[Dataset entries]
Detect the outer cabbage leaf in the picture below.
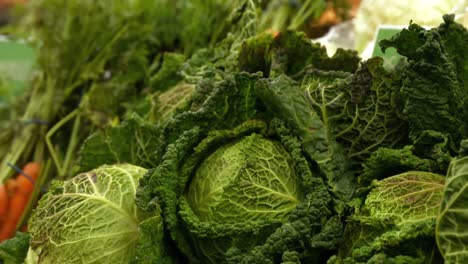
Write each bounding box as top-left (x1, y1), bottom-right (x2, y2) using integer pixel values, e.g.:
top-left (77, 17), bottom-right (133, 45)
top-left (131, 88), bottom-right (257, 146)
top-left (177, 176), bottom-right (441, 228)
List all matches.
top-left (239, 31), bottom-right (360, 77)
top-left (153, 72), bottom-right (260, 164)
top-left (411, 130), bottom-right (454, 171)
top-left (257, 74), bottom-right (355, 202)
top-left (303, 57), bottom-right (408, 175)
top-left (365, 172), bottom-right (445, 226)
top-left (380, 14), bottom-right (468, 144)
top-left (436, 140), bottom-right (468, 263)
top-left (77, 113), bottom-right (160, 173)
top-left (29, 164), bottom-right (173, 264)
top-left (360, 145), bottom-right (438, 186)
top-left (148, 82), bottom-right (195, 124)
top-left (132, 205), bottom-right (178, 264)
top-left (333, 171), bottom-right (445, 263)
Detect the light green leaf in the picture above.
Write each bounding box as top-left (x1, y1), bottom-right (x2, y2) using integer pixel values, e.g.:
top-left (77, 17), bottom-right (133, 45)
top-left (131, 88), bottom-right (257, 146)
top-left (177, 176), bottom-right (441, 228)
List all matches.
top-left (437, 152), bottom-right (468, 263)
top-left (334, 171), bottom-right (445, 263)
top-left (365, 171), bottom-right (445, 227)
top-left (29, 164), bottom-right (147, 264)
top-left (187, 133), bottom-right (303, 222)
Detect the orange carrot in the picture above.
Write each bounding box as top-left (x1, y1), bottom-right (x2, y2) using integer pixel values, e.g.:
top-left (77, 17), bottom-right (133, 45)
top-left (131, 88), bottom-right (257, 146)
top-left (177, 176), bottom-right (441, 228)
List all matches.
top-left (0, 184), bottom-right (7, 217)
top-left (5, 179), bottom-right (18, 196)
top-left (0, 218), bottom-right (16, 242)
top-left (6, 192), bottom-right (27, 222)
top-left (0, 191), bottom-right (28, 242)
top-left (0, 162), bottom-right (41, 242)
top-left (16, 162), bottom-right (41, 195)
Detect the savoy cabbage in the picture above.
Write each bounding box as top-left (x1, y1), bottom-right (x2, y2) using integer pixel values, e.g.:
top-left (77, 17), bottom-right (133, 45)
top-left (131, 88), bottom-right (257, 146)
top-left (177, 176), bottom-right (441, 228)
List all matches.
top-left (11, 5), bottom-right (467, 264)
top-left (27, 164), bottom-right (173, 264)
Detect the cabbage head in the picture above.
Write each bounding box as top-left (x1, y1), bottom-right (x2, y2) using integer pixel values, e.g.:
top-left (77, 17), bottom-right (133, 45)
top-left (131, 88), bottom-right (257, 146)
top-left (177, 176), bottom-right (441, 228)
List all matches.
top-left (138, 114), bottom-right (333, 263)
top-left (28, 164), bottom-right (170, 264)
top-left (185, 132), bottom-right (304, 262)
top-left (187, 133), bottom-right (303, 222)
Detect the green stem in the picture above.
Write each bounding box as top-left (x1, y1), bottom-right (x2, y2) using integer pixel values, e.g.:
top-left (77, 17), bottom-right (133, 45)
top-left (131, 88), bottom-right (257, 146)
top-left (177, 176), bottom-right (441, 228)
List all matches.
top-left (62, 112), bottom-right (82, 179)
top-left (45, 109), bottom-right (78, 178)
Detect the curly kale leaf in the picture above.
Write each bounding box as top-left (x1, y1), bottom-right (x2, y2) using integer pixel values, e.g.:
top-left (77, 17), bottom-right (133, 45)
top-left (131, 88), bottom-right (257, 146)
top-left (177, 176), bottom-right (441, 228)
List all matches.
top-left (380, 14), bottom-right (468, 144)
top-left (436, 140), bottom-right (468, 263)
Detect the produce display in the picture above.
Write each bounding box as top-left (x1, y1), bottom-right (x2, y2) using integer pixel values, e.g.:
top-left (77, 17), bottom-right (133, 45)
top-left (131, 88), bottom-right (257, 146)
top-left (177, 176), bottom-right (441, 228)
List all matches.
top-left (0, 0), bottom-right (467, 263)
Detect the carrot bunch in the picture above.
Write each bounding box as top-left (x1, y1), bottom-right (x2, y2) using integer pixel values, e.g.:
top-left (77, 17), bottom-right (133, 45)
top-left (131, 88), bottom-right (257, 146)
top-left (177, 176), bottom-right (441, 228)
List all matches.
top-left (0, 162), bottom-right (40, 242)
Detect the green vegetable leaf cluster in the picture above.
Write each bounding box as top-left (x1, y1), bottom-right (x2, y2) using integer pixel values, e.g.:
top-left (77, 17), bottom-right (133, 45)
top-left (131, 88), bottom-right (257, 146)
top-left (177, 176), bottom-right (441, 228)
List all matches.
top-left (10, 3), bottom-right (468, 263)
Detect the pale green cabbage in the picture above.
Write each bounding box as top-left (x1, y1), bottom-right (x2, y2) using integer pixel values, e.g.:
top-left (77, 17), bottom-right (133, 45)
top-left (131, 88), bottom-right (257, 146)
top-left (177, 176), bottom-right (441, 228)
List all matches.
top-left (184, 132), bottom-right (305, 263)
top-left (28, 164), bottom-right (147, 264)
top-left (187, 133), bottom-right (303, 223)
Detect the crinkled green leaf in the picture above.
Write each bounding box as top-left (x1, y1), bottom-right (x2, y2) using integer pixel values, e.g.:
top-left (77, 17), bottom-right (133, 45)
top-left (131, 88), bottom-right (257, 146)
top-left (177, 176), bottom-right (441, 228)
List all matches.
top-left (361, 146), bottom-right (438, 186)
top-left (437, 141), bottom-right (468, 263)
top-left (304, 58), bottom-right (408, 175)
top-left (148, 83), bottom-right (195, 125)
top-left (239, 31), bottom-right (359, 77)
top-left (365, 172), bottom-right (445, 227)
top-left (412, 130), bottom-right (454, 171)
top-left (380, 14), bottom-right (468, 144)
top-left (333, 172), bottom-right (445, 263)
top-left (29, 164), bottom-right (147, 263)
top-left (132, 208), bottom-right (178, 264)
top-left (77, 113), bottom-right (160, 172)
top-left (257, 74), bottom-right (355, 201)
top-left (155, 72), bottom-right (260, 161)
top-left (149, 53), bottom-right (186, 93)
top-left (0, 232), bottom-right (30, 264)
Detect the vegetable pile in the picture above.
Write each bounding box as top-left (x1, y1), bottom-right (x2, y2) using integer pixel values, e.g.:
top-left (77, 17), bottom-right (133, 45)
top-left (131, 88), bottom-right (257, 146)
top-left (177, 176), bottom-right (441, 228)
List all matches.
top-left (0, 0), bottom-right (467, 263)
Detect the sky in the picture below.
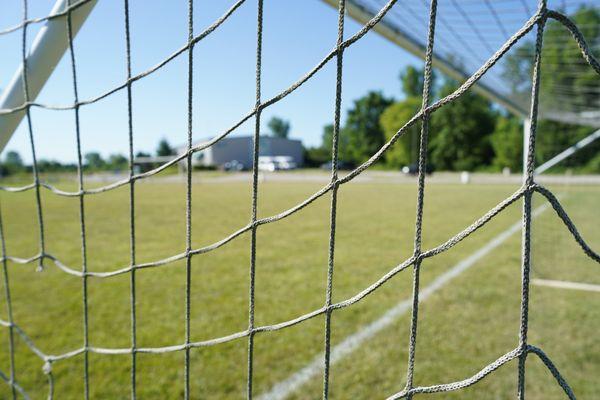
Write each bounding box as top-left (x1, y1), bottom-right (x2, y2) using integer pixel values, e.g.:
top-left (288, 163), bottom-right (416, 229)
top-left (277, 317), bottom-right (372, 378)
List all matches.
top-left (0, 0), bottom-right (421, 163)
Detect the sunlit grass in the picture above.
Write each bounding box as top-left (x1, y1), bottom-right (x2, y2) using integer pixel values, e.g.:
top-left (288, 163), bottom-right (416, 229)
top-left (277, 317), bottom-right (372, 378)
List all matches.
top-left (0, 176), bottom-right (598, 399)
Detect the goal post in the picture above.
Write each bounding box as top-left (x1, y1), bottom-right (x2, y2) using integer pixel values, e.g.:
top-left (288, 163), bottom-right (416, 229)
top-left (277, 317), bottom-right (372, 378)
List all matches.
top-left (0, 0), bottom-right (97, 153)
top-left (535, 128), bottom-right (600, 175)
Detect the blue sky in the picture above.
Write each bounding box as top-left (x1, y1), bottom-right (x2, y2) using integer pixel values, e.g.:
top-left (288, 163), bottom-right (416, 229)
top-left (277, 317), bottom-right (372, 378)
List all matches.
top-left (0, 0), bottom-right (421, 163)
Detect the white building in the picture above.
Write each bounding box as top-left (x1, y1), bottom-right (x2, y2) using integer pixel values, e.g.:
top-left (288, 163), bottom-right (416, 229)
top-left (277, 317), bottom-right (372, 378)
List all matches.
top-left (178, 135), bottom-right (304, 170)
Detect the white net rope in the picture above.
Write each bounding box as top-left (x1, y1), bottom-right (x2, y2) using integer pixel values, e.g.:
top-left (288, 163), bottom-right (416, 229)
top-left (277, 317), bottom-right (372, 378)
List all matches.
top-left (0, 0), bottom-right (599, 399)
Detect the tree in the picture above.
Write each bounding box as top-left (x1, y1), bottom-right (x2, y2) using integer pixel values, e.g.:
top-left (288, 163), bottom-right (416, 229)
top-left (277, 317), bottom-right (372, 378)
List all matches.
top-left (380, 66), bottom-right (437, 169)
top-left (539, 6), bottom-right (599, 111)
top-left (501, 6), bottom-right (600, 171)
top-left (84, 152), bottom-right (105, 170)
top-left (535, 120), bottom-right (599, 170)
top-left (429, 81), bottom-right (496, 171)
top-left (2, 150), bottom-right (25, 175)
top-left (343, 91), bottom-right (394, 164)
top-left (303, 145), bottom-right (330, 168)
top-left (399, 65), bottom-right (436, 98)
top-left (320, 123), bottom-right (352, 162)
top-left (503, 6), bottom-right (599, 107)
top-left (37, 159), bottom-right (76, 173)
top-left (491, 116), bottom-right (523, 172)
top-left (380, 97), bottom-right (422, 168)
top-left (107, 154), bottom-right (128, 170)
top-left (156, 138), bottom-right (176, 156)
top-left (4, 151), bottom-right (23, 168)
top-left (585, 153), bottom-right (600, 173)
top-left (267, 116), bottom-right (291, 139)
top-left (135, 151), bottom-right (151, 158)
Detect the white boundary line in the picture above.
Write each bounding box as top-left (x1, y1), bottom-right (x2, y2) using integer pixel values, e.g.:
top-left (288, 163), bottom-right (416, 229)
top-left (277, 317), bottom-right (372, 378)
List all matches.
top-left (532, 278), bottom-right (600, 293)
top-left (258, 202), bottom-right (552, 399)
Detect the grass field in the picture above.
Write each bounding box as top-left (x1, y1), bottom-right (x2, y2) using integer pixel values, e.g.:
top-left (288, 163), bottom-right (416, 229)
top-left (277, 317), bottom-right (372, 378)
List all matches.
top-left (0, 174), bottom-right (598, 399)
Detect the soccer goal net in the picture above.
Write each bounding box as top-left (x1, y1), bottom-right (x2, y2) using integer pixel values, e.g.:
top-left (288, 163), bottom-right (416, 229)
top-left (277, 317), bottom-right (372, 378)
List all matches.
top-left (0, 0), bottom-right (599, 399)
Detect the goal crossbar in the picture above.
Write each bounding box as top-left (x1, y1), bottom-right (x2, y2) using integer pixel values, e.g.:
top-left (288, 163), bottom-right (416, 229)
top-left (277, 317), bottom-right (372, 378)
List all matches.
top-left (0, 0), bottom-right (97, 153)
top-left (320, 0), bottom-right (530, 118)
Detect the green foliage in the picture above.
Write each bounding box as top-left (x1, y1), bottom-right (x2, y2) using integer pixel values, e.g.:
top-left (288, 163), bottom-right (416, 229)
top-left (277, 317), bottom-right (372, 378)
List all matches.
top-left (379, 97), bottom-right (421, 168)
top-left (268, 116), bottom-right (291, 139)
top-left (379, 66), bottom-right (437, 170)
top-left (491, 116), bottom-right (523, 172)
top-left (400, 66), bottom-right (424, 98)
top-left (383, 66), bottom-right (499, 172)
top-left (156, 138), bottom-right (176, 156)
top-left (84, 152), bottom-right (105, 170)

TASK GOAL
From the records above, print only the lines between the one holding "Detect the sunlit grass in the picture above." and the one holding "Detect the white building", inclusive, exactly as they stand.

SOLUTION FOR THIS EXERCISE
Detect the sunlit grass in the picture above.
Write each bounding box as top-left (x1, y1), bottom-right (x2, y2) using integer pixel values, e.g.:
top-left (288, 163), bottom-right (416, 229)
top-left (277, 317), bottom-right (372, 378)
List all matches.
top-left (0, 176), bottom-right (598, 399)
Detect the goal post in the picture above.
Write each bounding box as top-left (x1, y1), bottom-right (x2, y2) using integer pixel values, e.g.:
top-left (288, 163), bottom-right (416, 229)
top-left (277, 317), bottom-right (372, 378)
List all matches.
top-left (0, 0), bottom-right (97, 153)
top-left (535, 128), bottom-right (600, 175)
Detect the blue sky in the picture above.
Write each bounding box as top-left (x1, y1), bottom-right (x2, y2) using integer pixel values, e.g.:
top-left (288, 163), bottom-right (416, 229)
top-left (277, 317), bottom-right (372, 378)
List all matches.
top-left (0, 0), bottom-right (421, 163)
Detect the white building in the picture above.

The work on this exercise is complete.